WRITTEN EXERCISE: Extract every line in the records below that contains the string "lichen", matching case exactly.

━━━━━━━━━━━━━━━━

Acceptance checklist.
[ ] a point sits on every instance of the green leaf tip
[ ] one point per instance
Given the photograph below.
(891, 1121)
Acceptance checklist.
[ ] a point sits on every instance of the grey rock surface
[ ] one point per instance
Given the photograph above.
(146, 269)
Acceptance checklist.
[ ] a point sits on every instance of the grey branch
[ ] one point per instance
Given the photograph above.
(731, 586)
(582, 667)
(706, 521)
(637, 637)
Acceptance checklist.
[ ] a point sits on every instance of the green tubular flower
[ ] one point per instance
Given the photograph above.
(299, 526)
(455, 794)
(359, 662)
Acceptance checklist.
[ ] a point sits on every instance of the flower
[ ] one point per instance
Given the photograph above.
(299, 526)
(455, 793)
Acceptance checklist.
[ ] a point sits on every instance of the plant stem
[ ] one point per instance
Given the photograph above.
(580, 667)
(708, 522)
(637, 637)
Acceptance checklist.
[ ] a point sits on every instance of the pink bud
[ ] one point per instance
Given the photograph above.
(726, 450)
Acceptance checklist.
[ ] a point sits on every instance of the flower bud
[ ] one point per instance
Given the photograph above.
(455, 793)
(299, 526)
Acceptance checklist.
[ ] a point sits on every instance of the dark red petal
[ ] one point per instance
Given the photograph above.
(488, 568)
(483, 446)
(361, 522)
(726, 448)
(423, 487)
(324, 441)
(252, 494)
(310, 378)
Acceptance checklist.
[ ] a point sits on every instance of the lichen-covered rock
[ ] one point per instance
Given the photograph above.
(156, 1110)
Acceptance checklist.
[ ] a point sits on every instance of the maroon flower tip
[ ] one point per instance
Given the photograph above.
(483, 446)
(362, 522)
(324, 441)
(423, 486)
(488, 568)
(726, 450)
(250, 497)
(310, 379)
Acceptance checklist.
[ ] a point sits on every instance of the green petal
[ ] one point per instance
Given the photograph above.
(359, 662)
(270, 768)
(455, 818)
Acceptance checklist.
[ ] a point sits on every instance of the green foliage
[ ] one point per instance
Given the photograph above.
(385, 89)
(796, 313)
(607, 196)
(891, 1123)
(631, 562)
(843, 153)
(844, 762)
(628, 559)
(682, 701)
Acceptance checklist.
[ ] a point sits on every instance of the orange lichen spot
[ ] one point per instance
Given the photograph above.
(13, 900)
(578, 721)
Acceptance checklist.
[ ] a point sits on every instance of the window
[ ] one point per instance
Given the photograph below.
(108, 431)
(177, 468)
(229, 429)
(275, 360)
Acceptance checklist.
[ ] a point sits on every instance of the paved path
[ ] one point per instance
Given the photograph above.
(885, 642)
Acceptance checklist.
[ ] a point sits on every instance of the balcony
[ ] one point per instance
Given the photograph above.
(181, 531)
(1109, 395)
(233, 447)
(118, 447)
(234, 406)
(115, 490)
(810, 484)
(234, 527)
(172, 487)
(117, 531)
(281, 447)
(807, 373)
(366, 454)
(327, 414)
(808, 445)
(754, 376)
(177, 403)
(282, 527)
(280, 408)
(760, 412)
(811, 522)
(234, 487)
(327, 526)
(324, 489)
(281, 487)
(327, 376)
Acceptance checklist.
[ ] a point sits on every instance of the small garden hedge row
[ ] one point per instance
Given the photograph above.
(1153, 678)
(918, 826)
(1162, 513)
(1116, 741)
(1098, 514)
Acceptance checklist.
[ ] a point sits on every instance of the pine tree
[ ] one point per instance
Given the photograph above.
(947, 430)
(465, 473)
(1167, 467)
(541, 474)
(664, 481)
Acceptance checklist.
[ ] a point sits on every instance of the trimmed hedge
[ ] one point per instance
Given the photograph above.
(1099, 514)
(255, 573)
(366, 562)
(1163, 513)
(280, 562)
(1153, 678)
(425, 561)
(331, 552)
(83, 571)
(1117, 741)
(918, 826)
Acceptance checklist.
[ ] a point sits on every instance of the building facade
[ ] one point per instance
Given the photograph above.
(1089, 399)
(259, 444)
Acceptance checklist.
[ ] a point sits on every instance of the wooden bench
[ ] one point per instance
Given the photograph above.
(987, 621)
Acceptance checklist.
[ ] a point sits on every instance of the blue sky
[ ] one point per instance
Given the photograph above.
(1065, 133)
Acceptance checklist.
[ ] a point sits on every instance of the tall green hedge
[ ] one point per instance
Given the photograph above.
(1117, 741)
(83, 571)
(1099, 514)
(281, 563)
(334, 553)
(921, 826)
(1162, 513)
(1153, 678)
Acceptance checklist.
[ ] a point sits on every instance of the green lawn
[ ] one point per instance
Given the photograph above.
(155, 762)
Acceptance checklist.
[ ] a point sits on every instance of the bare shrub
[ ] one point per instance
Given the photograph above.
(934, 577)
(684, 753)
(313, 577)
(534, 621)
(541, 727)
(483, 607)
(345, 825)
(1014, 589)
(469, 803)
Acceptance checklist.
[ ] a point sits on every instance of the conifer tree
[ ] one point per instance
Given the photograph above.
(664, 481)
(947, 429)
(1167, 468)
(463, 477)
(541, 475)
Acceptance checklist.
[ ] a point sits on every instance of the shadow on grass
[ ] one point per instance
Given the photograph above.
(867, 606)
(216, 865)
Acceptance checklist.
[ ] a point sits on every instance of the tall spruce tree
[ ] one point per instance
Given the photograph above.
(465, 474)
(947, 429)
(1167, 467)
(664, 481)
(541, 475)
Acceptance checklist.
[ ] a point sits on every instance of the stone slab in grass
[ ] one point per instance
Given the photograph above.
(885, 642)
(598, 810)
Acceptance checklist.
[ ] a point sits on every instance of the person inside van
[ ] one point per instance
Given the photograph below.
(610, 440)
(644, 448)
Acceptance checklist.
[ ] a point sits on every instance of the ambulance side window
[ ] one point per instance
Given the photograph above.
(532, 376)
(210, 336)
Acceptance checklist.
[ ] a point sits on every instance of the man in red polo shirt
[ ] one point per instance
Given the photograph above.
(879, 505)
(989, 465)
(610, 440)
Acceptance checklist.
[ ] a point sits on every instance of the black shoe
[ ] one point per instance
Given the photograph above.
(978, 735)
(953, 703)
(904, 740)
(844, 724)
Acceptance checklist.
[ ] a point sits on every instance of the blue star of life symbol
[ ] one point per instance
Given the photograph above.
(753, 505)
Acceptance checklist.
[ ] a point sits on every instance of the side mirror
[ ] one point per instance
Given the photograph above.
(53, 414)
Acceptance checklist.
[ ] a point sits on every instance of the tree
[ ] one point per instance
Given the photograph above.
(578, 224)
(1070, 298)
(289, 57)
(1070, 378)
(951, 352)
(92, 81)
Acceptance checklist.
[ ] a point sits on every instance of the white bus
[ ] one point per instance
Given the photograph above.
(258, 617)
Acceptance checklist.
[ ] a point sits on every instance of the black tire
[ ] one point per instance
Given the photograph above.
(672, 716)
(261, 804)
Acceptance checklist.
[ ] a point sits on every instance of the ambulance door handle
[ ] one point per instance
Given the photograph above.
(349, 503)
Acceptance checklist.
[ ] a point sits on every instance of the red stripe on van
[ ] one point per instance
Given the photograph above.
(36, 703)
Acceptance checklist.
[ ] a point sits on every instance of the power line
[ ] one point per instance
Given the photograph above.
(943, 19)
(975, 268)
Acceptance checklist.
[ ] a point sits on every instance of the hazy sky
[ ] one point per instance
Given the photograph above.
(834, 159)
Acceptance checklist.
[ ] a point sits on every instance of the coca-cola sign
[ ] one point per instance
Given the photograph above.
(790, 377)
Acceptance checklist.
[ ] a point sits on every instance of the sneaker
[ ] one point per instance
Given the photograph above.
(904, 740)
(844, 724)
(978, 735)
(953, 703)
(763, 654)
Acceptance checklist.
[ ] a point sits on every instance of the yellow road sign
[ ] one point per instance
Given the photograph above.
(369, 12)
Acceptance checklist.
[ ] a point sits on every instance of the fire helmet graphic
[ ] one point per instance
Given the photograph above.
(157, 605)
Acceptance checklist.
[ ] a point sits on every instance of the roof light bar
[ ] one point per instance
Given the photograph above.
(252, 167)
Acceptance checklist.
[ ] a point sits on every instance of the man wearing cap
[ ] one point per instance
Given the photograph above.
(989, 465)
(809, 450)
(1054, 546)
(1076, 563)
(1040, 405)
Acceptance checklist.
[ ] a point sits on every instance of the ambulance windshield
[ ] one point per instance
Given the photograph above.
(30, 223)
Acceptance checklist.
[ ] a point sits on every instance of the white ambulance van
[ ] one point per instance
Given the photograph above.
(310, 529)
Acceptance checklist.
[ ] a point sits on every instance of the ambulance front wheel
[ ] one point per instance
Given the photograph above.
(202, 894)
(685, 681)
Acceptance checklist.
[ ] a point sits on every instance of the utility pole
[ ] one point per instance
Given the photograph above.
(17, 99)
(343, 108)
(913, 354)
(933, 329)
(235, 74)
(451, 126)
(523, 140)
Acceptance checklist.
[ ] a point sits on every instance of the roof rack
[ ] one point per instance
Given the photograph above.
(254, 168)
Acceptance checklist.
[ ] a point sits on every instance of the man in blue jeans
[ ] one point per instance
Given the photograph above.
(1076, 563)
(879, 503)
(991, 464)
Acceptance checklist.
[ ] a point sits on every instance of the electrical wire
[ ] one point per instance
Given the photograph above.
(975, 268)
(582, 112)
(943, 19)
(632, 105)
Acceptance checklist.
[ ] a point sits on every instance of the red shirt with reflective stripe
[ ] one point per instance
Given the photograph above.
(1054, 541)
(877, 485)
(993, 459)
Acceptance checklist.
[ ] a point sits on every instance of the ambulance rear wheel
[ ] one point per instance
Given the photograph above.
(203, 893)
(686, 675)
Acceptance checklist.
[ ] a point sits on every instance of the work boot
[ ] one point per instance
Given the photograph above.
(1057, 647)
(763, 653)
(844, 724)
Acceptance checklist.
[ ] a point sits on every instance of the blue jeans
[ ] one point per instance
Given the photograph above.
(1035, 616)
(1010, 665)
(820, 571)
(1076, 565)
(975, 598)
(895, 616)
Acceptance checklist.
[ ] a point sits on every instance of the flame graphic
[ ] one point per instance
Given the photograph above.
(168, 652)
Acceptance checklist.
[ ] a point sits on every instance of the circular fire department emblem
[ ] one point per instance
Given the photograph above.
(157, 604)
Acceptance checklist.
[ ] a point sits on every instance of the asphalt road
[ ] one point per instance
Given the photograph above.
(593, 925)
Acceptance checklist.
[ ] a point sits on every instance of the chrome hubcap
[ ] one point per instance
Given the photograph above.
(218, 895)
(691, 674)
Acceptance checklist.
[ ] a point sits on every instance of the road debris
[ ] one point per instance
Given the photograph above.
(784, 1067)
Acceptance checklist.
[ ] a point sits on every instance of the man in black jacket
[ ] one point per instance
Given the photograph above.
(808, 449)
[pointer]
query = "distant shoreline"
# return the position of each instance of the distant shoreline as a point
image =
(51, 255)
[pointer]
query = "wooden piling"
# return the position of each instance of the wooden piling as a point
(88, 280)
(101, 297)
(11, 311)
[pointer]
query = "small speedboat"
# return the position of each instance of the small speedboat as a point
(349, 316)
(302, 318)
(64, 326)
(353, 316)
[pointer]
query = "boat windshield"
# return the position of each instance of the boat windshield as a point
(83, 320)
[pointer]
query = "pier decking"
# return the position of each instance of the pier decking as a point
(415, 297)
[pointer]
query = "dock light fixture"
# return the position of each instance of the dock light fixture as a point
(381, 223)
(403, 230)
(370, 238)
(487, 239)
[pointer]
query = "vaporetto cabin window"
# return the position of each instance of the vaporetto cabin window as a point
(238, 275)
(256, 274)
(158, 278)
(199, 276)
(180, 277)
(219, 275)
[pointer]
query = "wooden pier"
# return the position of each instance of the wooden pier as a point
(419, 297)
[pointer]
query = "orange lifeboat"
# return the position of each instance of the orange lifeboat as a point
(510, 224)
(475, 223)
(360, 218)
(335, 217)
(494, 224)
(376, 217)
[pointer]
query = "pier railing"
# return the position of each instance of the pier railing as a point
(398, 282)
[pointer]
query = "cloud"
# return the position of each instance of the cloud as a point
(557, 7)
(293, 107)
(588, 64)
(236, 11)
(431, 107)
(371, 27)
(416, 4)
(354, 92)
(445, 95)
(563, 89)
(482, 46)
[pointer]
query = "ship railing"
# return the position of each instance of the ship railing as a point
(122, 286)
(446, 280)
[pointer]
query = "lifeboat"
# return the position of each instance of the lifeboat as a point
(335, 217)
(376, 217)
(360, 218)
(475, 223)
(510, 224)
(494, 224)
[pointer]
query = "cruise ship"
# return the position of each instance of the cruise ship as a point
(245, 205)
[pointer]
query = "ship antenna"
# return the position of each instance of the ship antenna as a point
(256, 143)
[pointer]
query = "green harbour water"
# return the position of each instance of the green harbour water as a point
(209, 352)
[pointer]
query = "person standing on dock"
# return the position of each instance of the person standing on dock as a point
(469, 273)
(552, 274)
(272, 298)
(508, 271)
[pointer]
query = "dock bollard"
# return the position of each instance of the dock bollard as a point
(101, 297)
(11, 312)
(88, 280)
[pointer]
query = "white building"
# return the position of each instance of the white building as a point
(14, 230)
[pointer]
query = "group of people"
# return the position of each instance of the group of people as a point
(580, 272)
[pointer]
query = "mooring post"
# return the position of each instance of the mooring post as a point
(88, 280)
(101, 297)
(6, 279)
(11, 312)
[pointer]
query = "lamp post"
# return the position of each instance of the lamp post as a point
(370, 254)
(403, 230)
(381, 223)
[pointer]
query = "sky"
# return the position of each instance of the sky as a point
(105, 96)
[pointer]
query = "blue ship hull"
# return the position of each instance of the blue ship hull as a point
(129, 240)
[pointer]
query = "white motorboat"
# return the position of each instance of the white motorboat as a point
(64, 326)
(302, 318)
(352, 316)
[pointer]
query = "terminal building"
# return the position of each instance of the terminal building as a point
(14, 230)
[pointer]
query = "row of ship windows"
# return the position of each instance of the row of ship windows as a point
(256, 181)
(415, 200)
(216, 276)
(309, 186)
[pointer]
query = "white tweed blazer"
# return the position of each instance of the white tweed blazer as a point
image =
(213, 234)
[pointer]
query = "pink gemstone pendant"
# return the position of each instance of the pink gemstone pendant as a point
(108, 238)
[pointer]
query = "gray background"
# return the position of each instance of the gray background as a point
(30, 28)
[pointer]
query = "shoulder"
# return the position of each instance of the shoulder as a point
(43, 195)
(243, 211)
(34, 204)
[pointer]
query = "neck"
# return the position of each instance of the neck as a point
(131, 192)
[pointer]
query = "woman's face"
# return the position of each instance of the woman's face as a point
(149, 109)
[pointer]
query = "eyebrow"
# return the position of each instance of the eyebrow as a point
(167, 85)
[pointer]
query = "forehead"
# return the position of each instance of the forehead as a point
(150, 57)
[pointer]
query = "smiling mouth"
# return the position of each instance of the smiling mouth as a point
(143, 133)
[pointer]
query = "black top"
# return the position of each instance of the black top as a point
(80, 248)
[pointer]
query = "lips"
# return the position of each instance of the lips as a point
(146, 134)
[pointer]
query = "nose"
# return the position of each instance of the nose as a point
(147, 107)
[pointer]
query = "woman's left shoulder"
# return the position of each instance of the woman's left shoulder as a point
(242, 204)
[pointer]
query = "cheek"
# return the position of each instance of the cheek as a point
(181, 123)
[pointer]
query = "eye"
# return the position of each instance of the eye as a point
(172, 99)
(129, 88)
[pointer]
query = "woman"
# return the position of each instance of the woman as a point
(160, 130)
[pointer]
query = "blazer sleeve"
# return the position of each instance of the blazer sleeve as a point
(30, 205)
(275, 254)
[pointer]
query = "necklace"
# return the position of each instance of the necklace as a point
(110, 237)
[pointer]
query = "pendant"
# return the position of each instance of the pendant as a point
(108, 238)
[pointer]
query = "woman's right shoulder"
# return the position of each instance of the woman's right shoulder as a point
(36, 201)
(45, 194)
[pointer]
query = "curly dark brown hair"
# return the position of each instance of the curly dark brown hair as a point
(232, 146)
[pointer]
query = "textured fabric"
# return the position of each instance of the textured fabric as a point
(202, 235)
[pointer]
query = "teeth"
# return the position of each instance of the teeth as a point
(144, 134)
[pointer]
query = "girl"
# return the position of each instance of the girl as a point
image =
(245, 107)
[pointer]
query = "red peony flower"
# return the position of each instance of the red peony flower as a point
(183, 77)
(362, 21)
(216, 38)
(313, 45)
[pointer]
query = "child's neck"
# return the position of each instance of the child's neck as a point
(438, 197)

━━━━━━━━━━━━━━━━

OUTPUT:
[ ] a point sits on every instance of the lichen-covered rock
[ ] a point sits on every instance of the orange lichen spot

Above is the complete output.